--- INFORMATION SHOWN ---

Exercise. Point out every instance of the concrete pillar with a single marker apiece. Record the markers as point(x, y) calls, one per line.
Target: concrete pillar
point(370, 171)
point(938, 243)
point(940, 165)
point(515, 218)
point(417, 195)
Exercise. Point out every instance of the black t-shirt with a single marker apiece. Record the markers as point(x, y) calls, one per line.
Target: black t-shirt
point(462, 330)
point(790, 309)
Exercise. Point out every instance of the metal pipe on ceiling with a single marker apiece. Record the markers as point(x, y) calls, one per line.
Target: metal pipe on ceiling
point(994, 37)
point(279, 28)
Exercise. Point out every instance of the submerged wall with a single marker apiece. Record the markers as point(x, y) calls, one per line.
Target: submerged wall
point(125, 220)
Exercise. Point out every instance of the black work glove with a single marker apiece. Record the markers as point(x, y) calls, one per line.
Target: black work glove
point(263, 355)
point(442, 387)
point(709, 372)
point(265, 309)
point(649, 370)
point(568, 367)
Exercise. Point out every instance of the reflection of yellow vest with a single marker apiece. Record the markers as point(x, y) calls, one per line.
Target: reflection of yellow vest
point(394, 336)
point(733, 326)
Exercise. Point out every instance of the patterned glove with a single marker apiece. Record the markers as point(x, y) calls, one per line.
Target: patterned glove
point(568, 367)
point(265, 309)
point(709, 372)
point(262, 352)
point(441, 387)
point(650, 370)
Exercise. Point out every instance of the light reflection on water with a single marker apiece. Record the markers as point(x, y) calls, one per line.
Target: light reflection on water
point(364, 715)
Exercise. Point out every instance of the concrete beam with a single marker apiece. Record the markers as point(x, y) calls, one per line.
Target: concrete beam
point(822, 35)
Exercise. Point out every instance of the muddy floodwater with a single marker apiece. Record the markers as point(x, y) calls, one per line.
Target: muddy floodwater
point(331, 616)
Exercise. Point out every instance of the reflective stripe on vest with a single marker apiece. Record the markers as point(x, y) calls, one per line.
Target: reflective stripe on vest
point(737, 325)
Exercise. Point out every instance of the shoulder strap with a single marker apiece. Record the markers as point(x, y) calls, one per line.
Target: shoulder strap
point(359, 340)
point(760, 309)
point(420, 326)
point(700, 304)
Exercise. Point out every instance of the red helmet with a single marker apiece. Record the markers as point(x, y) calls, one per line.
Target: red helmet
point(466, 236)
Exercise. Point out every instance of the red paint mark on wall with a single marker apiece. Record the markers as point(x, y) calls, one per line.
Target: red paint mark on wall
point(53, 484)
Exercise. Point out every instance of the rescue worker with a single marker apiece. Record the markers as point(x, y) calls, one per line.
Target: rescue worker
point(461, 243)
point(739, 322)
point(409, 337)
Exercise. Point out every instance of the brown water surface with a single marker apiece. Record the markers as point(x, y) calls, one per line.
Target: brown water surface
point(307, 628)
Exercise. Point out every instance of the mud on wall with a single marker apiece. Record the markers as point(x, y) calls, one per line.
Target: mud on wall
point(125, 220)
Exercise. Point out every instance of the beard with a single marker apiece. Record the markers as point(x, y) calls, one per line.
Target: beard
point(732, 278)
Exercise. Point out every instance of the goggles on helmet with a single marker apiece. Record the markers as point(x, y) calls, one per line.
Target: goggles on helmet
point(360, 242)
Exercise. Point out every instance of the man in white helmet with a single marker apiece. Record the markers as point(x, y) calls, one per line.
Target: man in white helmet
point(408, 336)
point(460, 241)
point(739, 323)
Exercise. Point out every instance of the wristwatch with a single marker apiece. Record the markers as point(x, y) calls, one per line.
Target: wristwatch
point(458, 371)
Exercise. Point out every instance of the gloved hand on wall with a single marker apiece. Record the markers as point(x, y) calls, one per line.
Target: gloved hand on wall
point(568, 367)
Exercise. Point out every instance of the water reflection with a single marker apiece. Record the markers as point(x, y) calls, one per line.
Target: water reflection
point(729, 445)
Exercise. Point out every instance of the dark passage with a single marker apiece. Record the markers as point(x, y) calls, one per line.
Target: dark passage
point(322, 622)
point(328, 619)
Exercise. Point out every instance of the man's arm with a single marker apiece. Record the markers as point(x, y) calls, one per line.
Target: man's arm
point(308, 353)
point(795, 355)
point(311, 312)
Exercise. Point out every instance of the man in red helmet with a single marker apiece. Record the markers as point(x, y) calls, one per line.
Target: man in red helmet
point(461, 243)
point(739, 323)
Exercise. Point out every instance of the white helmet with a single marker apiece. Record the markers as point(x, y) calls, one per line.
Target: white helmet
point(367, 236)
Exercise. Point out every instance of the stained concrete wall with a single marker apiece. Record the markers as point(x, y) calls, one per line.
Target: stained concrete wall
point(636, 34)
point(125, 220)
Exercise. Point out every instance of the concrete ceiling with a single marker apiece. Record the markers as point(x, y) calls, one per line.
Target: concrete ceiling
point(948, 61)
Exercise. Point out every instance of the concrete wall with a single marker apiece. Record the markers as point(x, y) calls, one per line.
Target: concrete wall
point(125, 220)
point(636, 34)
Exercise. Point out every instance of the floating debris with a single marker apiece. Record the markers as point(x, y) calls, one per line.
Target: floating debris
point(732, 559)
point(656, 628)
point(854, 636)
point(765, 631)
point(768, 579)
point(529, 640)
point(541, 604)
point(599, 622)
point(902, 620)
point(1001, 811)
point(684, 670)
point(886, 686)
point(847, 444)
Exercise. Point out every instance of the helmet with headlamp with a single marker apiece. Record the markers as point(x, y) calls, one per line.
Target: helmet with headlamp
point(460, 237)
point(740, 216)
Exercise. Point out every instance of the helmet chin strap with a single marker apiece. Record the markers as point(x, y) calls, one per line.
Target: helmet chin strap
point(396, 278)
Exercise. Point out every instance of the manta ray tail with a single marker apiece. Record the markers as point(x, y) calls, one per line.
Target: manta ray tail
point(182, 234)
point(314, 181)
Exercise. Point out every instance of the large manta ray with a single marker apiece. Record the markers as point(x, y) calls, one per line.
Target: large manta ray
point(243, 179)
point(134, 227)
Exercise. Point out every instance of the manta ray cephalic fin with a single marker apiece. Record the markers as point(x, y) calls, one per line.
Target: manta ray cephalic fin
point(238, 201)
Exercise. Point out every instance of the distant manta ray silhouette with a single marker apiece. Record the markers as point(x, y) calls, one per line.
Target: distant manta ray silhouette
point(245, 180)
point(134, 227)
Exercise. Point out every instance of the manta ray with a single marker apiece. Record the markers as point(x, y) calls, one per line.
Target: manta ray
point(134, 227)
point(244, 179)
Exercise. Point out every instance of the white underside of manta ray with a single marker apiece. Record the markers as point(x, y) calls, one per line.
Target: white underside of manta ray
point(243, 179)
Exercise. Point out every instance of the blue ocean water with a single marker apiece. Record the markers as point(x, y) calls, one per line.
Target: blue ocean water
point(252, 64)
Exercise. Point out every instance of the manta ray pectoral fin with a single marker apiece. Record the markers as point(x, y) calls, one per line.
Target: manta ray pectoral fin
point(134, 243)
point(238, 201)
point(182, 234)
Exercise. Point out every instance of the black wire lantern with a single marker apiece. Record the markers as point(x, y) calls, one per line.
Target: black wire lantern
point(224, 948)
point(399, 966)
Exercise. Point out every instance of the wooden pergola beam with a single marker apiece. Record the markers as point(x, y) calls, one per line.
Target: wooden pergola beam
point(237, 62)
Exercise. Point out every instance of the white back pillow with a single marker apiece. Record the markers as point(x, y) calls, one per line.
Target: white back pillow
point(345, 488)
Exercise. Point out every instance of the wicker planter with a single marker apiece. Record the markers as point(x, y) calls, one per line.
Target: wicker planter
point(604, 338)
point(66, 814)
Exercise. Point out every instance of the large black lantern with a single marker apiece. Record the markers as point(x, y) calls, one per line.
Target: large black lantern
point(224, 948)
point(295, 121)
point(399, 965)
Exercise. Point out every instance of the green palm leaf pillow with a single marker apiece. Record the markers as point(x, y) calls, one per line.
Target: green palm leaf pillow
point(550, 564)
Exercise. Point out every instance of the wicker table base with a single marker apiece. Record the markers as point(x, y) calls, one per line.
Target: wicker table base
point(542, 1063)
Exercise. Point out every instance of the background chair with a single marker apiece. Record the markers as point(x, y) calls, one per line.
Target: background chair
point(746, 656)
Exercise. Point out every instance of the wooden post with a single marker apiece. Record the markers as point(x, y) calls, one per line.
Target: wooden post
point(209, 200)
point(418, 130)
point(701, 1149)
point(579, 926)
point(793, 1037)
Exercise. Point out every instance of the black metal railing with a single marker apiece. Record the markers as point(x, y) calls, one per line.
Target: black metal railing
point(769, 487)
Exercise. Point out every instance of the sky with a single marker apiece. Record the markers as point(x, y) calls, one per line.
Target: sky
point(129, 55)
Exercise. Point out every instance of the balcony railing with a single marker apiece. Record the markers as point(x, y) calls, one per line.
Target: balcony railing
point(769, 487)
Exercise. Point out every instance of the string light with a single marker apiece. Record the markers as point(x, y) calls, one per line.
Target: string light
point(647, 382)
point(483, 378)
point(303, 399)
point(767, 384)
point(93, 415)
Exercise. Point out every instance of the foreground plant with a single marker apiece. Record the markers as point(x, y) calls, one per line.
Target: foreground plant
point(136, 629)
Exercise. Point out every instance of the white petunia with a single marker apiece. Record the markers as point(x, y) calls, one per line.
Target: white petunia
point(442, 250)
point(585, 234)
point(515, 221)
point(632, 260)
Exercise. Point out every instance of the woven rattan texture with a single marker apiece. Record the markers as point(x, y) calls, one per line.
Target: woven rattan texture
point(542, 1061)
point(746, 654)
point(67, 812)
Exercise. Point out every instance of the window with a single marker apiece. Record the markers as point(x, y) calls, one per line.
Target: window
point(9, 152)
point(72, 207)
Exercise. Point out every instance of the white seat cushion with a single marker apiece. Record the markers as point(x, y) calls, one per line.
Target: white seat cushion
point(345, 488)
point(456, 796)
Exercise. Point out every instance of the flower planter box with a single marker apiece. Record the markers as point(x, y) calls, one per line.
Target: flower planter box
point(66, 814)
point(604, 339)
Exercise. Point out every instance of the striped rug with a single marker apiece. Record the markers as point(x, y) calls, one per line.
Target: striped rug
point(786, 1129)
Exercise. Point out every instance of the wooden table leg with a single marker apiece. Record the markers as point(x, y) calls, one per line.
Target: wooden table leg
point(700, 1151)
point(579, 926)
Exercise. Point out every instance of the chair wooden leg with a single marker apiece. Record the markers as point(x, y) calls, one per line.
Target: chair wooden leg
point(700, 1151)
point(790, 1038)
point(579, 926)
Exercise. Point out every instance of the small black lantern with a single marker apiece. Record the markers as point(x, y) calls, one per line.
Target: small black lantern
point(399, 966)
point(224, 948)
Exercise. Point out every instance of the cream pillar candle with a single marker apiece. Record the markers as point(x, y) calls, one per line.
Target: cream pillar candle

--- WHAT IS NEEDED ---
Copy out everything in the entries above from the line containing "Exercise. Point out every instance of the dark" down to the line containing "point(328, 619)", both of those lines included, without any change.

--- FULL RESPONSE ---
Exercise. Point out every instance of the dark passage with a single marker apiece. Record the markers as point(x, y) calls, one per line.
Target: dark passage
point(322, 622)
point(328, 619)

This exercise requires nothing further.